## Directions
Please copy every line of the material exactly.

START Listed records

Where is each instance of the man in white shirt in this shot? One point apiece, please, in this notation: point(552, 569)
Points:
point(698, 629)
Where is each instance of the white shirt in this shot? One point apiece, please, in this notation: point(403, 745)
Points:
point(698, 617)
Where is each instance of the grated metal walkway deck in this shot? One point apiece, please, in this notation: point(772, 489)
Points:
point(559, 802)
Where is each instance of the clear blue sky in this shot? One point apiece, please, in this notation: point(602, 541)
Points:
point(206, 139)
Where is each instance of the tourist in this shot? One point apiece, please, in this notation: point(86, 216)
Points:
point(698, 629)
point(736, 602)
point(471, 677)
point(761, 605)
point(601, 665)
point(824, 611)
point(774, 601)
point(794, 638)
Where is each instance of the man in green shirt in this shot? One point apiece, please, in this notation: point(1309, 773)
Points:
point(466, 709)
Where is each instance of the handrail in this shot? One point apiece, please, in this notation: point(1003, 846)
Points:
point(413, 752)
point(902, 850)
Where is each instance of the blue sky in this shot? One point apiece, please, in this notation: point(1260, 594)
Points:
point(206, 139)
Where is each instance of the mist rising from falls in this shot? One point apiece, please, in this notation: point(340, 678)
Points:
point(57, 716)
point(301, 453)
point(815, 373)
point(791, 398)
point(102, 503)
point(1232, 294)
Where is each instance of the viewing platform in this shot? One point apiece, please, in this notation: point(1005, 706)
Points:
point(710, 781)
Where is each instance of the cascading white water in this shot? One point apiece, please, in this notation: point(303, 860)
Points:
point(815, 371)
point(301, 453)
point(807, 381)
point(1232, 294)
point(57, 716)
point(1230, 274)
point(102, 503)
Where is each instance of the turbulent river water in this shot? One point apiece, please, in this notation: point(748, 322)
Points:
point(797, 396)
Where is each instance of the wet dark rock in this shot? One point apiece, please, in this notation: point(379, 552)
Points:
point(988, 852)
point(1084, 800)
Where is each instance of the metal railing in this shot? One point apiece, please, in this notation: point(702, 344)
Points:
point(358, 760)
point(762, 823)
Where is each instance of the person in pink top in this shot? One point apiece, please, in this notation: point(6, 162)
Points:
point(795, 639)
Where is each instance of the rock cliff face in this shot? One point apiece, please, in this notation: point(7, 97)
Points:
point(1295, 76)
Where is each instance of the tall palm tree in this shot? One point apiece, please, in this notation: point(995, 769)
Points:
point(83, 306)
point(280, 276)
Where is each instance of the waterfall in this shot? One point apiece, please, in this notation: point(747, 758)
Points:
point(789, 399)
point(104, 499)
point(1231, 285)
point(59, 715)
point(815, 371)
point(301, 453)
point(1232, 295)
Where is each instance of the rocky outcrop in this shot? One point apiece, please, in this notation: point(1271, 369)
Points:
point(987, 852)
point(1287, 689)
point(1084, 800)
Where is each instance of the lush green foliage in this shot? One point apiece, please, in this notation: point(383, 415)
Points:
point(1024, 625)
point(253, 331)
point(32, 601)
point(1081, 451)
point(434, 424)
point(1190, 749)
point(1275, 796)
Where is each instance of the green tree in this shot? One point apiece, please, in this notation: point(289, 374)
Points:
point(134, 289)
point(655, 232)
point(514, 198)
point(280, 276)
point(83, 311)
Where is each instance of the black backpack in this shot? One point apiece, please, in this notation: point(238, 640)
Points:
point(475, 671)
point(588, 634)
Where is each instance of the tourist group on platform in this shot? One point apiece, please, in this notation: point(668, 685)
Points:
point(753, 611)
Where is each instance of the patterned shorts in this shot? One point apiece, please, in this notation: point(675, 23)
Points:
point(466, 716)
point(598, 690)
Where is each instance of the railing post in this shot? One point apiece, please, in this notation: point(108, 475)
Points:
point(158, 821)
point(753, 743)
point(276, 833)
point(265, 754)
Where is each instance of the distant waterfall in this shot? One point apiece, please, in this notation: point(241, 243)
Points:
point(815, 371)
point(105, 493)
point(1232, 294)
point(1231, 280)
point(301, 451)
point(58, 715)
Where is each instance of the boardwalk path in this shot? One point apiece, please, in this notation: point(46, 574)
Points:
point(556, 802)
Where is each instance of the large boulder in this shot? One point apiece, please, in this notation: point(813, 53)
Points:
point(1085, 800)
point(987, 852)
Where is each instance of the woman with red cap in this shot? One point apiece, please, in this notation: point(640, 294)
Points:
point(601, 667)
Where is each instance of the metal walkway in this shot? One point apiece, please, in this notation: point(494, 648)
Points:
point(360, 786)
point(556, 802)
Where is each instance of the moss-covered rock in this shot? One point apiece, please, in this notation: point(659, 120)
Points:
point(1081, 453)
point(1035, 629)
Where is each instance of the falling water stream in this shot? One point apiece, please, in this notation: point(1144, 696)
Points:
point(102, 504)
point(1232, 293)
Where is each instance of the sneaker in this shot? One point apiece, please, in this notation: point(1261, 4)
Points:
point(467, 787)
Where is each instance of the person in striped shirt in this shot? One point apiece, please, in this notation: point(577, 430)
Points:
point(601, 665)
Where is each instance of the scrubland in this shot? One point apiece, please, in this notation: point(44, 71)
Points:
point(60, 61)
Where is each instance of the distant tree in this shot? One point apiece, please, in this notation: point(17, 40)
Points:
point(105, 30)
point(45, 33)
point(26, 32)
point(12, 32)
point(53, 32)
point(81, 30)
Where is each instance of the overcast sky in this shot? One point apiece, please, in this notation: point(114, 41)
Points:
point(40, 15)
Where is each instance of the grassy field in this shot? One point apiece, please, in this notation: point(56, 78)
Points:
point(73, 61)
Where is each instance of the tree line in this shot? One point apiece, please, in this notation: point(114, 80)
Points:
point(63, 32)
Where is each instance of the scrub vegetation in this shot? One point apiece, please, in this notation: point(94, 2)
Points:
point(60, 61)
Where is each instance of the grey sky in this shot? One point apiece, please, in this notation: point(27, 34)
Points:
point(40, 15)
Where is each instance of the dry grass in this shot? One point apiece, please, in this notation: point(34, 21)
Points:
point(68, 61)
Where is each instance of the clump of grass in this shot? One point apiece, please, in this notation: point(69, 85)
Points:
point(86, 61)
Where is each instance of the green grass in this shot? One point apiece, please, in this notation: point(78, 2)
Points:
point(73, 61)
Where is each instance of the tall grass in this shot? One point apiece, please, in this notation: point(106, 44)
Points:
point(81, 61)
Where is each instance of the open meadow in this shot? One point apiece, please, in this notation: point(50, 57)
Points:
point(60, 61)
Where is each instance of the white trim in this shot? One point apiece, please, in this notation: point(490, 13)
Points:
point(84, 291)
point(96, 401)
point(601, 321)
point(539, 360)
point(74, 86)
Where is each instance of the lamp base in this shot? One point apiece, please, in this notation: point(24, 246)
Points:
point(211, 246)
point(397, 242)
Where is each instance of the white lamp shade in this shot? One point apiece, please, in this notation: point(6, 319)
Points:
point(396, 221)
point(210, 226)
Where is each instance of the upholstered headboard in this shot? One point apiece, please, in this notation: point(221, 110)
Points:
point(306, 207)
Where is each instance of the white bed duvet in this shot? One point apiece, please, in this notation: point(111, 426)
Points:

END Listed records

## Response box
Where is each instance of the man in white shirt in this shot? One point apiece, please, in this notation: point(552, 569)
Points:
point(698, 629)
Where is each instance of the white shirt in this shot? One point apiece, please, in this notation: point(403, 745)
Points:
point(698, 617)
Where is each instance of the grated metal walkway deck in this shot? One point apiece, please, in this notation: point(772, 489)
Points:
point(559, 802)
Where is each instance of the clear blue sky in this shot? One point apiece, please, in this notation: point(602, 541)
Points:
point(206, 139)
Where is each instance of the tourist in this shot? One point apiece, please, in this notation: point(86, 216)
Points:
point(698, 629)
point(736, 602)
point(471, 677)
point(761, 605)
point(601, 665)
point(824, 611)
point(774, 601)
point(794, 638)
Where is each instance of the man in green shirt in this shot? One point apiece, please, in this notation: point(1309, 773)
Points:
point(466, 709)
Where is each instance of the handrail in this shot? One point apiece, please, in this notation: point(1003, 846)
Points:
point(413, 752)
point(902, 850)
Where is each instance of the blue sky in this shot? One point apiece, please, in this notation: point(1260, 594)
Points:
point(206, 139)
Where is each instance of the mist rising from falls in this shot? One point apiece, please, in this notation: point(340, 678)
Points:
point(57, 716)
point(301, 453)
point(815, 373)
point(791, 398)
point(102, 503)
point(1232, 294)
Where is each instance of the viewing platform in this shot? One point apiece, please, in this notation: point(1005, 706)
Points:
point(710, 781)
Where is each instance of the cascading white water in this shot? One point apiece, please, in this notation: point(303, 860)
Points:
point(815, 371)
point(301, 453)
point(807, 381)
point(1232, 294)
point(57, 716)
point(1230, 274)
point(102, 503)
Where is each instance of the turbulent river water in this shot? One point apiece, please, in this notation: point(748, 322)
Points:
point(797, 396)
Where is each instance of the wet dark rock in this shot? One point apiece, please, in this notation: point(379, 552)
Points:
point(988, 852)
point(1084, 800)
Where is each instance of the metal railing in this shot? One point apiece, please, in this notation: point(702, 344)
Points:
point(358, 760)
point(762, 823)
Where is each instance of the person in pink top in this shot? One point apiece, please, in this notation: point(6, 162)
Points:
point(795, 639)
Where is each instance of the rock cliff face in this shot? One point apiece, please, in this notation: point(7, 97)
Points:
point(1295, 76)
Where is each instance of the tall palm tree in this shot? One point apiece, please, in this notation: point(995, 769)
Points:
point(83, 306)
point(280, 276)
Where is each instance of the waterfall in this shot? One point apiece, please, in this notation: point(747, 758)
Points:
point(789, 399)
point(104, 499)
point(1231, 285)
point(59, 715)
point(815, 371)
point(301, 453)
point(1232, 295)
Where is each instance of the rocky outcrop in this shot? One point apiece, please, in this notation: point(1271, 369)
Points:
point(987, 852)
point(1287, 689)
point(1084, 800)
Where is each instance of the lush green foliage in this shot? One point apiece, please, in this notation: point(383, 415)
Points:
point(1024, 625)
point(253, 331)
point(32, 601)
point(1081, 451)
point(434, 424)
point(1190, 749)
point(1275, 796)
Where is each instance of the green tree in this shot? One point apiece, please, in this notation: point(289, 374)
Points:
point(134, 289)
point(655, 232)
point(514, 198)
point(280, 276)
point(83, 311)
Where is each instance of the black backpack in this shot? One point apiece, please, in this notation: point(238, 640)
Points:
point(475, 671)
point(588, 634)
Where is each instance of the tourist group on platform in this shot? One point apiece, please, in this notation: point(668, 685)
Points:
point(753, 611)
Where is each instance of the patterned shorts in this shot? One point apiece, please, in this notation: point(675, 23)
Points:
point(466, 716)
point(598, 690)
Where is each instance of the railing post in this shot? One point apiece, please, in this notation: point(108, 475)
Points:
point(158, 821)
point(753, 743)
point(276, 833)
point(265, 754)
Where is each instance of the distant waterfall in this shot? One point apiece, please, in this notation: point(241, 243)
Points:
point(815, 371)
point(105, 493)
point(1232, 294)
point(1231, 280)
point(301, 451)
point(58, 715)
Where is each instance of the boardwalk path in this shot? One point apiece, please, in this notation: point(46, 574)
Points:
point(556, 802)
Where is each instance of the large boulder in this shot? One point apiece, please, in this notation: point(813, 53)
Points:
point(1085, 800)
point(987, 852)
Where is each instance of the woman with red cap in this shot? One point apiece, please, in this notation: point(640, 294)
Points:
point(601, 667)
Where is each instance of the metal walkway in this shot? One point apiece, please, in this notation: point(494, 648)
Points:
point(360, 786)
point(556, 802)
Where is each instance of the moss-covered rock in this shot? One point apiece, please, in this notation: point(659, 120)
Points:
point(1081, 453)
point(1035, 629)
Where is each instance of the falling water stream in this shot? One point apiece, please, in this notation: point(1144, 696)
Points:
point(102, 504)
point(1232, 293)
Where is each instance of the sneaker in this shot? One point apiece, please, in this notation: point(1261, 4)
Points:
point(467, 787)
Where is each instance of the person in striped shirt in this shot? One point apiece, please, in this notation: point(577, 430)
Points:
point(601, 665)
Where is each instance of the scrubland in this shot? One point apiece, please, in this notation: point(44, 71)
Points:
point(60, 61)
Where is each instance of the distant tree in this shot? One point apiece, please, in this notation: point(17, 40)
Points:
point(105, 30)
point(45, 33)
point(26, 32)
point(12, 32)
point(53, 32)
point(81, 30)
Where is each instance of the overcast sky in this shot? One point apiece, please, in this notation: point(114, 41)
Points:
point(40, 15)
Where is each instance of the grassy field in this shot? One point apiece, please, in this notation: point(56, 78)
Points:
point(73, 61)
Where is each instance of the tree line in this shot? One point apiece, please, in this notation: point(114, 80)
Points:
point(63, 32)
Where is each instance of the scrub vegetation in this shot? One point apiece, please, in this notation: point(94, 2)
Points:
point(60, 61)
Where is each instance of the grey sky in this shot? One point apiece, please, in this notation: point(27, 34)
Points:
point(40, 15)
Where is each instance of the dry grass in this shot? One point apiece, please, in this notation: point(34, 21)
Points:
point(68, 61)
Where is each instance of the clump of grass in this shot? One point apiece, please, in this notation: point(69, 85)
Points:
point(86, 61)
Where is each instance of the green grass in this shot? One point apiece, please, in this notation: point(78, 2)
Points:
point(73, 61)
Where is each instance of the tall grass in this shot? One point apiece, please, in this notation: point(106, 44)
Points:
point(81, 61)
Where is each instance of the open meadow in this shot? One point apiece, please, in this notation: point(50, 57)
Points:
point(60, 61)
Where is each instance of the white trim in this shot? One point apiece, please, in this notation: point(490, 13)
Points:
point(84, 291)
point(96, 401)
point(601, 321)
point(539, 360)
point(74, 86)
Where is each instance of the lamp base in this shot? One point apiece, please, in this notation: point(24, 246)
Points:
point(211, 246)
point(397, 242)
Where is each instance of the white lamp shade in this shot? One point apiece, please, in this notation: point(6, 319)
Points:
point(396, 221)
point(210, 226)
Where is each instance of the upholstered headboard in this shot? One point apiece, please, in this notation: point(221, 110)
Points:
point(306, 207)
Where is each instance of the white bed duvet in this shot? One point apiece, please, in this notation: point(111, 426)
Points:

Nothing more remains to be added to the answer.